--- START Dataset extract ---
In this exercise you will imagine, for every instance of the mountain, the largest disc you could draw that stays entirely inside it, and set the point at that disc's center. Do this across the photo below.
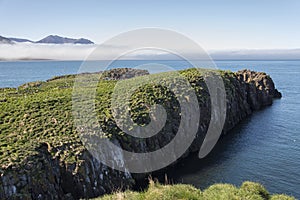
(55, 39)
(20, 40)
(4, 40)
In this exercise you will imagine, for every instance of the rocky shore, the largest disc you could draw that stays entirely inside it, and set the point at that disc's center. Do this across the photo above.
(42, 156)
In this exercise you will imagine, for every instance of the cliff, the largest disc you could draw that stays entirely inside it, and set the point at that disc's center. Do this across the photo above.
(42, 156)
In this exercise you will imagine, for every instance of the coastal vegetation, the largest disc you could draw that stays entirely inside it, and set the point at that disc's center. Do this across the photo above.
(42, 155)
(156, 191)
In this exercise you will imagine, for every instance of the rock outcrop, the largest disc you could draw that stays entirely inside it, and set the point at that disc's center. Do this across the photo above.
(45, 174)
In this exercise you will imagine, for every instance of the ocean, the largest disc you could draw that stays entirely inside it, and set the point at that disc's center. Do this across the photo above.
(264, 148)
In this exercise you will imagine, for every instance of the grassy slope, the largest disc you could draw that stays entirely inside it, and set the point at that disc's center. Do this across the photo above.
(40, 112)
(248, 190)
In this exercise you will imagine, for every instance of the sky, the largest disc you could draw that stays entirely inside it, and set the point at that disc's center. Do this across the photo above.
(215, 25)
--- END Dataset extract ---
In the material from the line containing "the ocean, the" through the last line, inclusive, change every "exercise" to "task". Give back only those lines, with nothing else altered.

▸ **Task answer**
In this task you will imagine, for every instance of the ocean, the largest disc you could draw that stays entirely inside it, and set the point at that disc's center. Do this across the photo above.
(264, 148)
In this task you will imagine, for every instance of the grassy slope, the largest disc you could draw that stays entirely inside it, and set the point at that disc's center. Do this across the photo above.
(40, 112)
(248, 190)
In this task you will imagine, for every instance of the sky, the largest disc you could draw that stays entirely inside it, and set the point at that disc's center. Do this across the photo above.
(215, 25)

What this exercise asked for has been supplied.